Exercise requirements => Write each line exactly as it stands, from the line containing "Expected: a point placed on each instance of the small" through the end of the data.

(Point-per-instance localization data)

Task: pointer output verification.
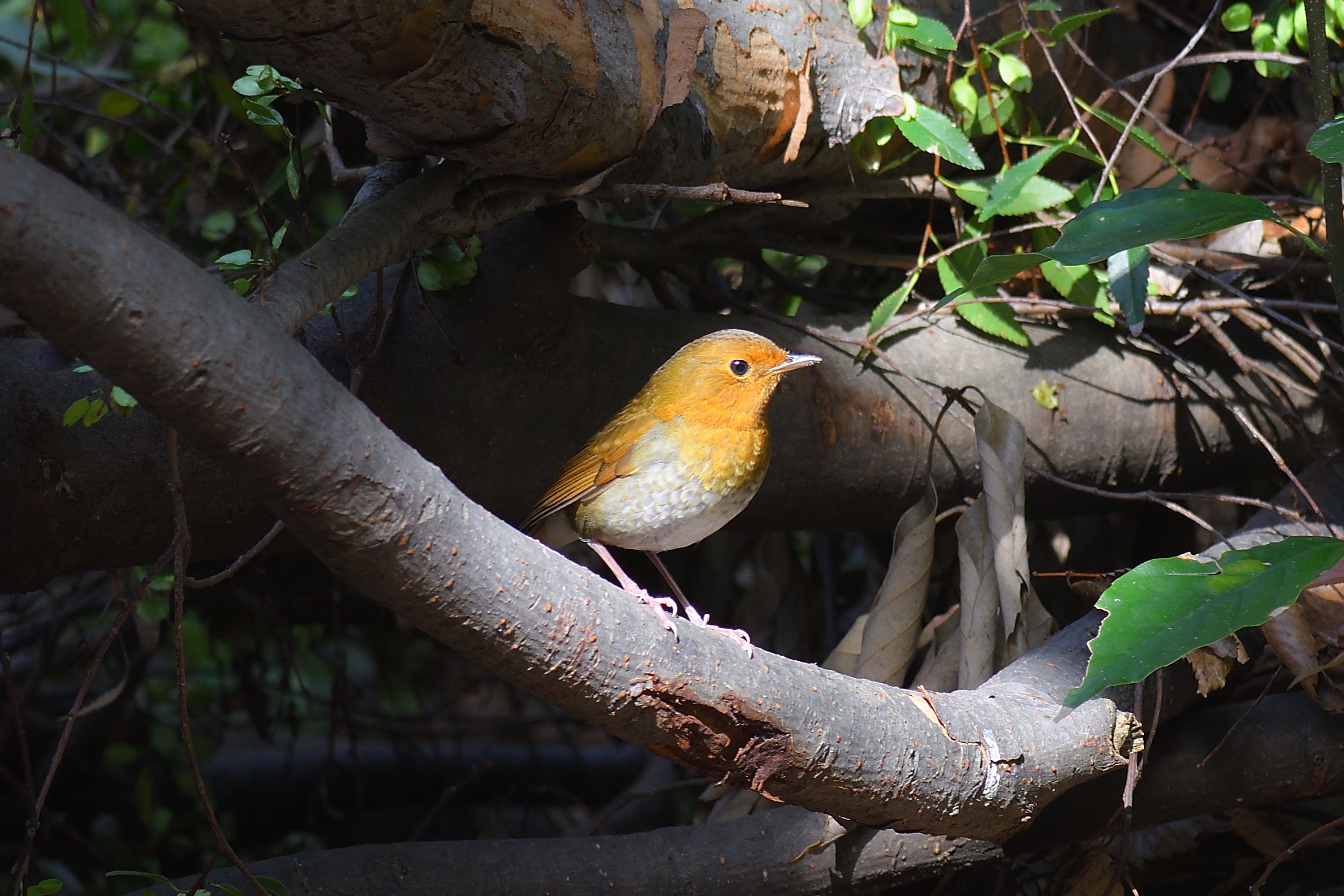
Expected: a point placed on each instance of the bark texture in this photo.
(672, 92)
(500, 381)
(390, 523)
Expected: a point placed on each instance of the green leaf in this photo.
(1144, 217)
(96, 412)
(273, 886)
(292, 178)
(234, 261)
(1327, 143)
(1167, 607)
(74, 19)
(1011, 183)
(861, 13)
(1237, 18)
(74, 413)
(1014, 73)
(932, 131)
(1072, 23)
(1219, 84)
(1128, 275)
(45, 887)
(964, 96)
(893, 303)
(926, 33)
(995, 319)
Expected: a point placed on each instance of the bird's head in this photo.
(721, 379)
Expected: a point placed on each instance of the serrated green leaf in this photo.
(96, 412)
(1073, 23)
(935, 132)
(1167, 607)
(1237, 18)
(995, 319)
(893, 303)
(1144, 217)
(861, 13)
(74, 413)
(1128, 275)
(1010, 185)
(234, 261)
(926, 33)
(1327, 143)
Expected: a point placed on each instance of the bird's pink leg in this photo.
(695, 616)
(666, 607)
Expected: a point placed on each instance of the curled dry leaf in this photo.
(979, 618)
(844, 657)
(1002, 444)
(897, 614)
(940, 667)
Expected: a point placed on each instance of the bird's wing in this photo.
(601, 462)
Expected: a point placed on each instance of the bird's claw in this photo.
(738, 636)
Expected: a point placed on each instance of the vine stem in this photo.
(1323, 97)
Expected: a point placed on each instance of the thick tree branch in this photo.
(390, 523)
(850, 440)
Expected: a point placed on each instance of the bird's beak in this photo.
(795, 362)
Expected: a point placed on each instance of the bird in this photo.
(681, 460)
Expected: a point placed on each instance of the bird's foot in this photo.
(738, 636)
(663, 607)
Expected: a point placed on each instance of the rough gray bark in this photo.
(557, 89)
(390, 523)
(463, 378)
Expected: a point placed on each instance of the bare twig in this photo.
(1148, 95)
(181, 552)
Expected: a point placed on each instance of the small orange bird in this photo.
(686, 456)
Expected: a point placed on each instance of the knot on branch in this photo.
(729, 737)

Completed task =>
Expected: a point placed on each instance of the small orange bird in this photo.
(686, 456)
Expected: a point placed on each instance of the knot on branch in this photo.
(729, 737)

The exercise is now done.